# Start of Reading passage

We beached our dinghy on an island where we hoped to find blueberries, and gingerly set off to explore. This area is
known for its rattlesnakes and bears -- both were seen here the previous day, we heard.
We didn't see any snakes or bears, but we did find blueberries. We picked for about half and hour,
until it became clear we were firmly embedded in the wilderness food chain -- the blueberries supported our herbivorous needs
and our blood supported the mosquitos' carnivorous needs. The anticipated pleasure of the blueberries could not balance
out the immediate pain of the mosquitos, so with a bit over a cup of blueberries between us, we called it quits, got
back in the dinghy, and motored off, leaving the mosquitos behind.
We met Bob Janz on the river, and watched him run some shallow rapids in his dinghy. We decided very
quickly that this was not a trick we would try with our equipment, especially since we heard the motor clunk on a rock as
the dinghy came down. It was fun to watch, though.
We enjoyed yet another spectacular sunset from the dinghy, and called it a night soon after.

# End of Reading passage
# Start of Extracted information

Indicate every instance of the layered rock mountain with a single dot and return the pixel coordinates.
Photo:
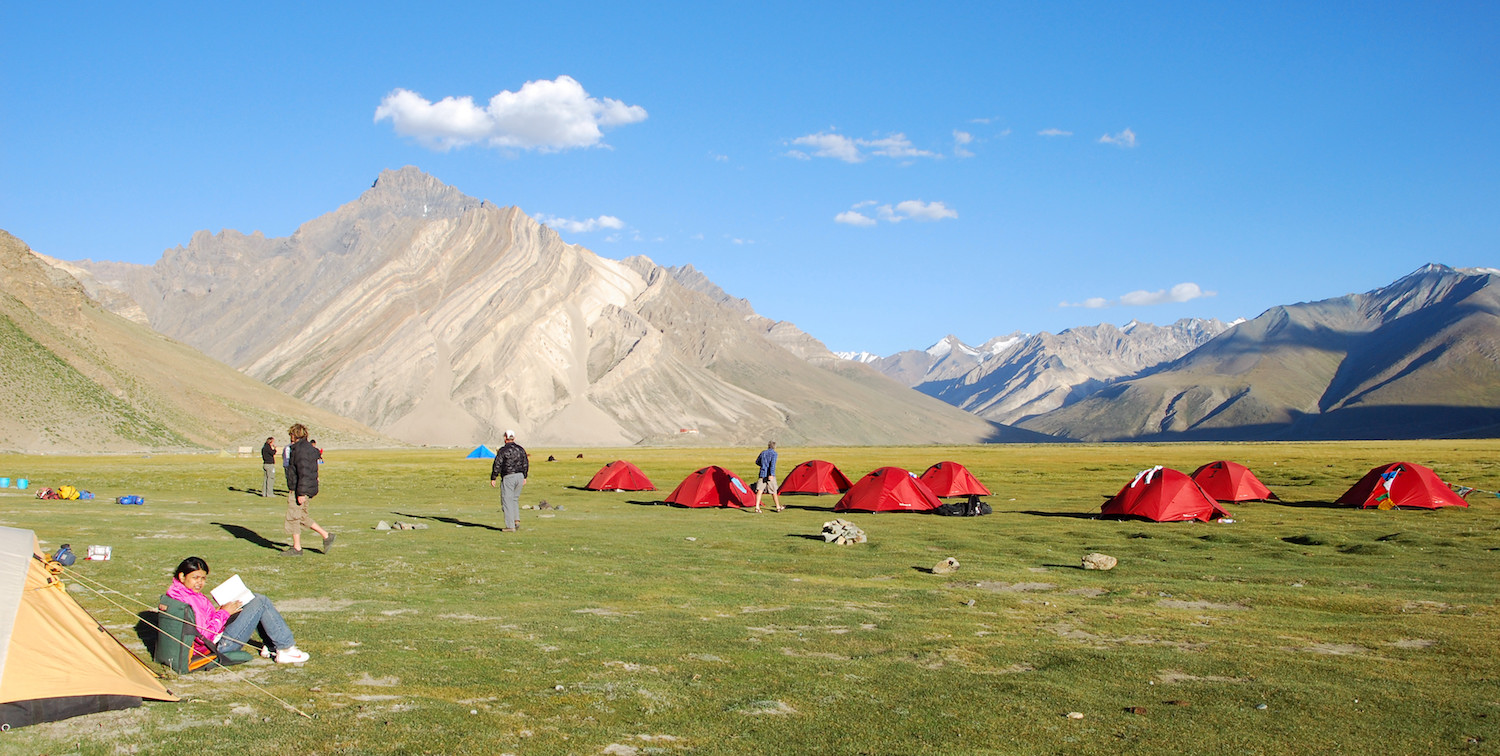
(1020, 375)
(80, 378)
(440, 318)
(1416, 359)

# End of Extracted information
# Start of Extracted information

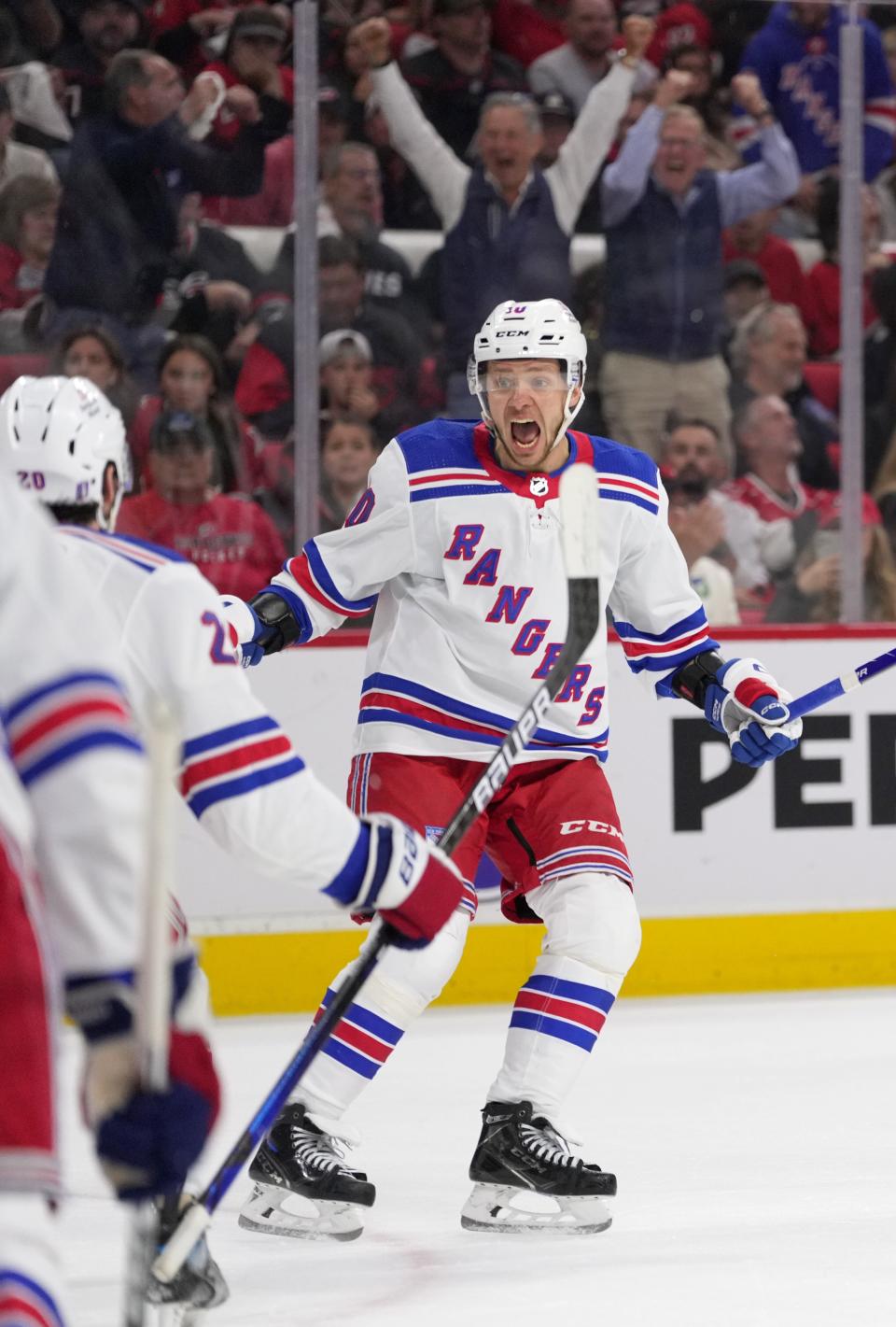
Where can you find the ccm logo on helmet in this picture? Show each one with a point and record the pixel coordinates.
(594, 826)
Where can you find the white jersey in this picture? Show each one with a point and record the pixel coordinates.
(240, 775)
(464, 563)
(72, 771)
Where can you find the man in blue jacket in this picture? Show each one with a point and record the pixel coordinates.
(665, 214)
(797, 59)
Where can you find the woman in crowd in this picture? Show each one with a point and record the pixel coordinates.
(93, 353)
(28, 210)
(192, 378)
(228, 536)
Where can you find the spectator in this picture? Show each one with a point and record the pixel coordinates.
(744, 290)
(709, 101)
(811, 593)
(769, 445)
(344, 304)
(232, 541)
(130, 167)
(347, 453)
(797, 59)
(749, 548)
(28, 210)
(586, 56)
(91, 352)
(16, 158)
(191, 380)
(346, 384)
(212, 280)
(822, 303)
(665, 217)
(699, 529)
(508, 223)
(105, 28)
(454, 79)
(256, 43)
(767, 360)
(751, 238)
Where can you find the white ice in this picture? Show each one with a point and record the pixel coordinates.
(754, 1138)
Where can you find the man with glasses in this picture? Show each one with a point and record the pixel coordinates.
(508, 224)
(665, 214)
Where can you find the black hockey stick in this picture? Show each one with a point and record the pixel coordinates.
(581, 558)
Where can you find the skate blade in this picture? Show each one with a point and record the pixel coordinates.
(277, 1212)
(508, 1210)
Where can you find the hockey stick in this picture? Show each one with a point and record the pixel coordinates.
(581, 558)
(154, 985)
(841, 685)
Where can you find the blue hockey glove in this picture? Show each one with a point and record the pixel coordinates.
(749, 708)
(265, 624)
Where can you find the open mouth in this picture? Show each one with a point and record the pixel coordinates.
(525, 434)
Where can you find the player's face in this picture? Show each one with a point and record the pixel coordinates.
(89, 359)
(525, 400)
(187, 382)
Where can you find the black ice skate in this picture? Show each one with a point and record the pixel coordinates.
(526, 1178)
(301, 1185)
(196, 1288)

# End of Extracted information

• _Exercise tasks_:
[1] Set down everything in the dinghy passage from "We beached our" down to "day, we heard.".
[2] According to the dinghy passage, what two animals is the area known for?

• _Answers per task_:
[1]
We beached our dinghy on an island where we hoped to find blueberries, and gingerly set off to explore. This area is
known for its rattlesnakes and bears -- both were seen here the previous day, we heard.

[2] Rattlesnakes and bears.